::: Reading passage :::

[v1] net/e1000: do not update link status in secondary process

Message ID 1720783847-12292-1-git-send-email-junwang01@cestc.cn (mailing list archive)
State Accepted
Delegated to: Bruce Richardson
Headers
Series [v1] net/e1000: do not update link status in secondary process |

Checks

Context Check Description
ci/checkpatch success coding style OK
ci/loongarch-compilation success Compilation OK
ci/loongarch-unit-testing success Unit Testing PASS
ci/Intel-compilation success Compilation OK
ci/intel-Testing success Testing PASS
ci/iol-intel-Performance success Performance Testing PASS
ci/intel-Functional success Functional PASS
ci/github-robot: build success github build: passed
ci/iol-mellanox-Performance success Performance Testing PASS
ci/iol-abi-testing success Testing PASS
ci/iol-sample-apps-testing success Testing PASS
ci/iol-compile-amd64-testing success Testing PASS
ci/iol-unit-arm64-testing success Testing PASS
ci/iol-compile-arm64-testing success Testing PASS
ci/iol-unit-amd64-testing success Testing PASS
ci/iol-intel-Functional success Functional Testing PASS
ci/iol-broadcom-Functional success Functional Testing PASS
ci/iol-broadcom-Performance success Performance Testing PASS

Commit Message

Jun Wang July 12, 2024, 11:30 a.m. UTC
The code to update link status is not safe in secondary process.
If called from secondary it will crash, example from dumpcap:
    eth_em_link_update

Signed-off-by: Jun Wang <junwang01@cestc.cn>
---
 drivers/net/e1000/em_ethdev.c | 3 +++
 1 file changed, 3 insertions(+)
  

Comments

Stephen Hemminger July 12, 2024, 5:17 p.m. UTC | #1
Unaddressed
On Fri, 12 Jul 2024 19:30:47 +0800
Jun Wang <junwang01@cestc.cn> wrote:

> The code to update link status is not safe in secondary process.
> If called from secondary it will crash, example from dumpcap:
>     eth_em_link_update
> 
> Signed-off-by: Jun Wang <junwang01@cestc.cn>

Wouldn't it be better to fix the code in e1000_check_link to work in
secondary process. There are network virtual appliances that use
secondary process for all processing.

::: The data :::

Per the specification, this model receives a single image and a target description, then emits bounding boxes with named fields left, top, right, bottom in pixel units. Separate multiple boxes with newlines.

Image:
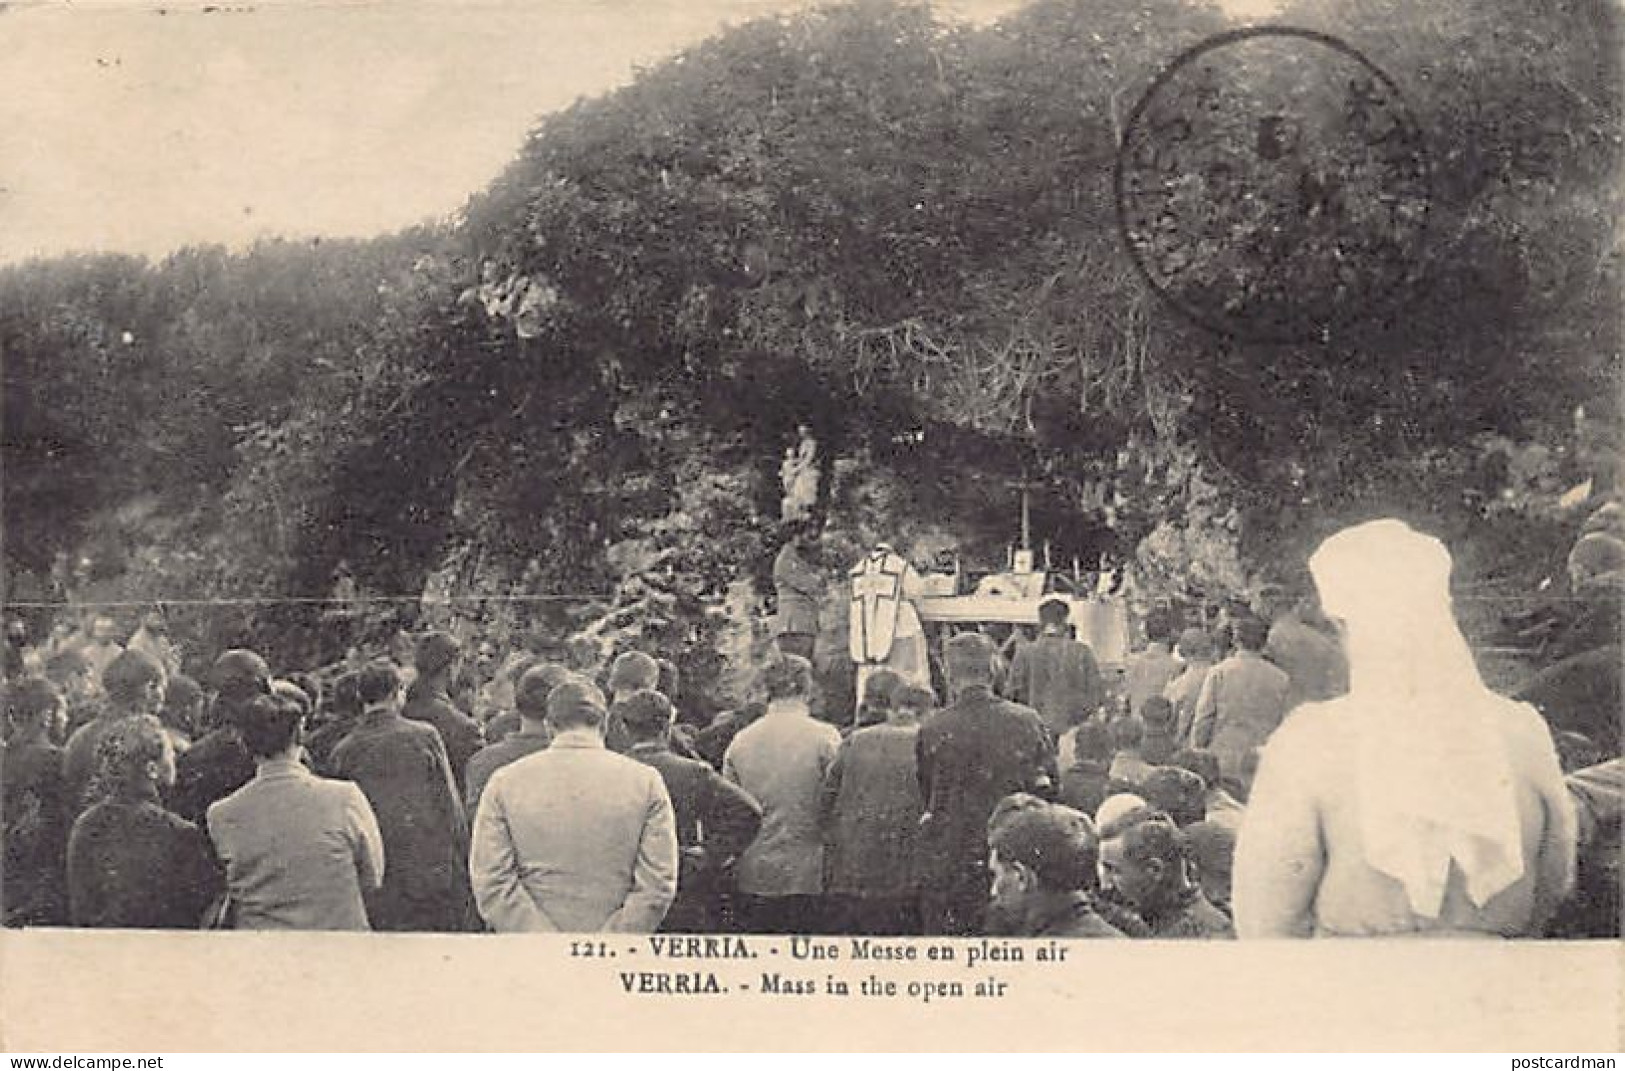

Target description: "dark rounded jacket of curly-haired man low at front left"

left=68, top=791, right=221, bottom=930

:::

Instructions:
1. In the e1000 patch page, give again the part that opens with the words containing "Jun Wang July" and closes with "changed, 3 insertions(+)", with "crash" replaced by "fail".
2. Can you rewrite the paragraph of the e1000 patch page beginning "Wouldn't it be better to fix the code" more briefly, keeping its main facts?
3. Answer these questions on the e1000 patch page:
(a) Who is the patch delegated to?
(b) Which file does the patch change, and how many insertions does it make?
(c) Which function does Stephen Hemminger suggest fixing?

Answers to the tasks:
1.
Jun Wang July 12, 2024, 11:30 a.m. UTC
The code to update link status is not safe in secondary process.
If called from secondary it will fail, example from dumpcap:
    eth_em_link_update

Signed-off-by: Jun Wang <junwang01@cestc.cn>
---
 drivers/net/e1000/em_ethdev.c | 3 +++
 1 file changed, 3 insertions(+)

2. Fixing e1000_check_link to work in secondary process might be better, since some network virtual appliances use secondary process for all processing.

3.
(a) Bruce Richardson
(b) drivers/net/e1000/em_ethdev.c, with 3 insertions
(c) e1000_check_link